:: TASK DATA ::

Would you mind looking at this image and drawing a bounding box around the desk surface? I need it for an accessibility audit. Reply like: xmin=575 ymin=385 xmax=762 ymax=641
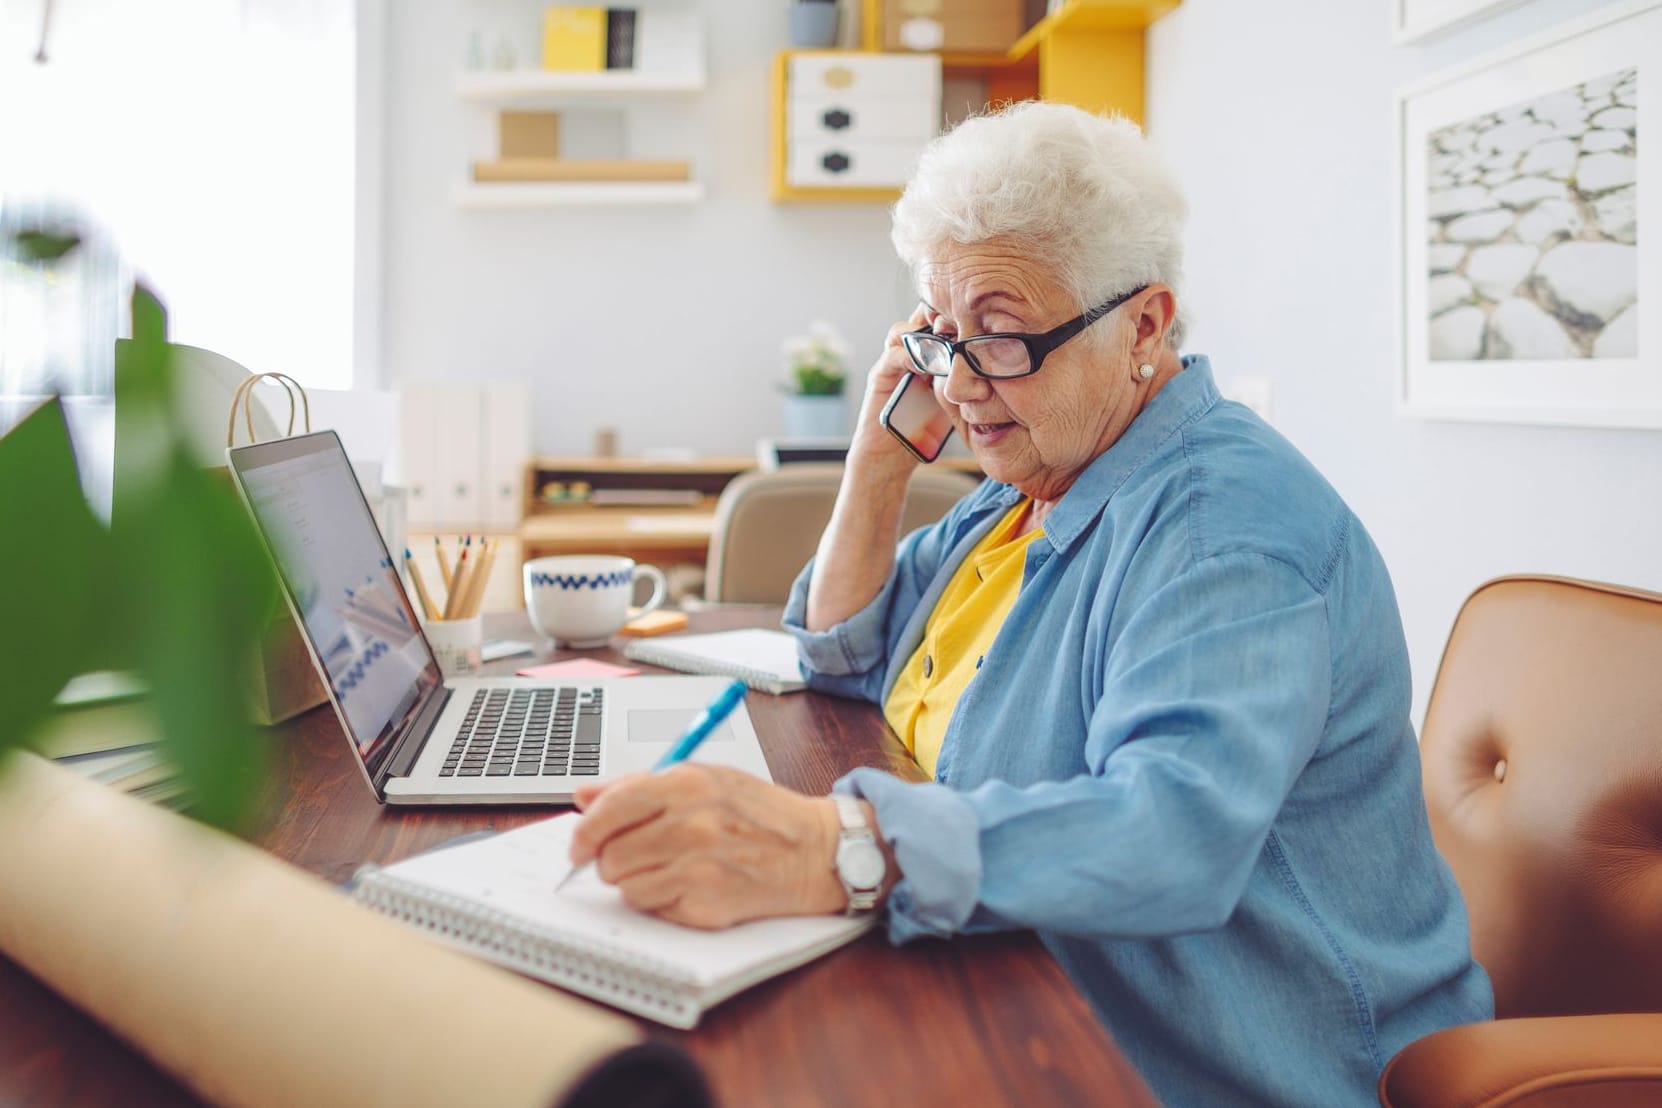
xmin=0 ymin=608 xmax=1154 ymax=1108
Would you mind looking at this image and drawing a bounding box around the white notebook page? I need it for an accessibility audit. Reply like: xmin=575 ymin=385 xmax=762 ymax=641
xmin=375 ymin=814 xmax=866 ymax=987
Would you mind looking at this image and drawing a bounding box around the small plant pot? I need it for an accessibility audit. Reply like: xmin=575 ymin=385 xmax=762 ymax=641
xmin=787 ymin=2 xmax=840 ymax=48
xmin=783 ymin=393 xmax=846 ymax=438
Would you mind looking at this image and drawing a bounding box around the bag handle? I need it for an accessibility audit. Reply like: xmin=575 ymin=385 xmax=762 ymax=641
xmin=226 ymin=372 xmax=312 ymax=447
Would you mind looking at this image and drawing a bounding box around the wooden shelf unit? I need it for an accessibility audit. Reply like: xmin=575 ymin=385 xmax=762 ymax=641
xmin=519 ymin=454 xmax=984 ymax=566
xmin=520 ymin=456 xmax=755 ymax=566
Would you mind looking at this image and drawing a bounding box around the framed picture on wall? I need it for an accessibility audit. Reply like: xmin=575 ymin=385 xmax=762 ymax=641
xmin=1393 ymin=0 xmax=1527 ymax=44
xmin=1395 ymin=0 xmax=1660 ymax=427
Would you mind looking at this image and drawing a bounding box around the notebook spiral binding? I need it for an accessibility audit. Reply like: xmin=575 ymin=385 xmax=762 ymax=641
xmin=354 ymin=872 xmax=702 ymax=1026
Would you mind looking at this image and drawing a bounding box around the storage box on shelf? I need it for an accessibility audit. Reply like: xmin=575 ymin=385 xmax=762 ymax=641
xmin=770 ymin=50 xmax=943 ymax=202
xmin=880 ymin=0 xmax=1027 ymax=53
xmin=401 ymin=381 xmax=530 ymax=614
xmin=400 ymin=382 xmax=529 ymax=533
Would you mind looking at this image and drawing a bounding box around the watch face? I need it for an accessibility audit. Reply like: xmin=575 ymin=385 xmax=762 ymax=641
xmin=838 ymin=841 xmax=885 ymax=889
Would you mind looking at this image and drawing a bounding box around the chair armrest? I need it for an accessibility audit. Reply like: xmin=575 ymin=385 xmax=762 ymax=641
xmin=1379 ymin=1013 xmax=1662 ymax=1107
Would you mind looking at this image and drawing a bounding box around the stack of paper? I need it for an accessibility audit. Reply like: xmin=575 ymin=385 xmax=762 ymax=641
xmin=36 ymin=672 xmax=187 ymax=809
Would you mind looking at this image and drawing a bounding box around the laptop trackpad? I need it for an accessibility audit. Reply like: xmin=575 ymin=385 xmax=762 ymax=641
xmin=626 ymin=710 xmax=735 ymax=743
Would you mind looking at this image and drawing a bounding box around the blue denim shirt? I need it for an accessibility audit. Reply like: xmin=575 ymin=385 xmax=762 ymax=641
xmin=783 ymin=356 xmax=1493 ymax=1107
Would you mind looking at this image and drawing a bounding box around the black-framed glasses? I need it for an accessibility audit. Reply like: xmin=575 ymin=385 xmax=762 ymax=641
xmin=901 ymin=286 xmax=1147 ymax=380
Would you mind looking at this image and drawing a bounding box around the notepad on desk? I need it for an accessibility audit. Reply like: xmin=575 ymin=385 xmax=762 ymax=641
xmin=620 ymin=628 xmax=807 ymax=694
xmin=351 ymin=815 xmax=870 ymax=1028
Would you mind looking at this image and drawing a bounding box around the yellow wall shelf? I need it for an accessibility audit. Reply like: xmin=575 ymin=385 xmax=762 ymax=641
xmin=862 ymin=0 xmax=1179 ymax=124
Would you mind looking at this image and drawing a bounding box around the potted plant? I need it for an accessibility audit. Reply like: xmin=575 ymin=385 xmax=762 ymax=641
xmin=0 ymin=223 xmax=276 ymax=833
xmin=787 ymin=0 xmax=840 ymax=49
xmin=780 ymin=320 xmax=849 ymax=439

:::

_ASSIGNMENT_
Keeping the pictures out, output the records from above exactly and completely.

_RESPONSE TO THE TASK_
Would you mind looking at this image and drawing a bounding box around the desk surface? I need it for an accessibility audit. Reply like: xmin=575 ymin=385 xmax=762 ymax=641
xmin=0 ymin=608 xmax=1154 ymax=1108
Would you mind looking at this image and drawing a bounding box around the white notebook page? I need it for an accessibility audit. Reply like: xmin=575 ymin=385 xmax=762 ymax=641
xmin=375 ymin=814 xmax=866 ymax=987
Would you mind looking at this image and drawing a bounding box around the small plant pot? I need it for an accessibility audit. Reply like: xmin=575 ymin=385 xmax=762 ymax=641
xmin=787 ymin=2 xmax=840 ymax=48
xmin=783 ymin=393 xmax=846 ymax=438
Would you mind looking at this image and drawing a bounding box around the bag handle? I need it for an accessibility audit. Reply like: xmin=575 ymin=385 xmax=762 ymax=641
xmin=226 ymin=372 xmax=312 ymax=447
Would you mind looking at this image and drawing a bounding box around the wooden shelf unit? I need it for an accessibility audit. Reply like: xmin=575 ymin=385 xmax=762 ymax=641
xmin=519 ymin=454 xmax=984 ymax=566
xmin=520 ymin=456 xmax=755 ymax=566
Would you mind looking at this image and drawing a bounding box around the framed picture on wall? I need it for an accessibility audit. Reply like: xmin=575 ymin=385 xmax=762 ymax=641
xmin=1393 ymin=0 xmax=1527 ymax=44
xmin=1395 ymin=0 xmax=1660 ymax=427
Would you mind looking at this image and drawing a bounding box around the notebook spiral binding? I need it for an accessibility audit. Reply like: xmin=575 ymin=385 xmax=762 ymax=641
xmin=354 ymin=872 xmax=702 ymax=1026
Would you mind looking at this image and drawing a bounding box around the storage box on shelf? I need it for an accessibility audit. Reply like: xmin=575 ymin=385 xmax=762 ymax=641
xmin=770 ymin=50 xmax=943 ymax=202
xmin=880 ymin=0 xmax=1027 ymax=53
xmin=401 ymin=381 xmax=530 ymax=614
xmin=400 ymin=382 xmax=529 ymax=533
Would you mind looking at this image and drawing a bounding box around the watch face? I need it for an accessibility audit. Reply like: xmin=575 ymin=385 xmax=762 ymax=641
xmin=838 ymin=841 xmax=885 ymax=889
Would you mind looking at this image and drawing a bounding box around the chair armrest? I need it for an accessibility audit. Reply like: xmin=575 ymin=385 xmax=762 ymax=641
xmin=1379 ymin=1013 xmax=1662 ymax=1107
Would you mind looking at this image and drawing a bounding box around the stack of paper? I need it for an accessibility audit. Reply like: xmin=575 ymin=385 xmax=762 ymax=641
xmin=36 ymin=672 xmax=187 ymax=809
Would you mind looking at this image and drawing a bounding box around the laptop trackpad? I need it for an accessibility audit. Reply like: xmin=575 ymin=385 xmax=762 ymax=641
xmin=626 ymin=710 xmax=735 ymax=743
Would you mind looking at this image and drawing a bounding box around the blue denim shirt? I need it for an accessibility audit. Reply like: xmin=575 ymin=385 xmax=762 ymax=641
xmin=783 ymin=356 xmax=1493 ymax=1107
Would you mind looking at this image and drawing a bounding box around the black-framed glasses? I need it for an accessibility audit. Reply like: xmin=575 ymin=385 xmax=762 ymax=641
xmin=901 ymin=286 xmax=1147 ymax=380
Would you mind looking at this image and drawing a bounding box around the notepad on desk? I need it for an accessibility audit. Reply like: xmin=575 ymin=385 xmax=762 ymax=641
xmin=620 ymin=628 xmax=807 ymax=694
xmin=351 ymin=815 xmax=870 ymax=1028
Would you mind looking at this image and drawing a bounding box around the yellow wall shelf? I need it for an accessibility audit. Reply like: xmin=575 ymin=385 xmax=762 ymax=641
xmin=862 ymin=0 xmax=1179 ymax=124
Would you mind looking at this image and drawing a bounding box around the potted plant? I need it for an accessibility audit. Reply like: xmin=575 ymin=385 xmax=762 ymax=641
xmin=0 ymin=223 xmax=276 ymax=833
xmin=787 ymin=0 xmax=840 ymax=49
xmin=780 ymin=320 xmax=849 ymax=439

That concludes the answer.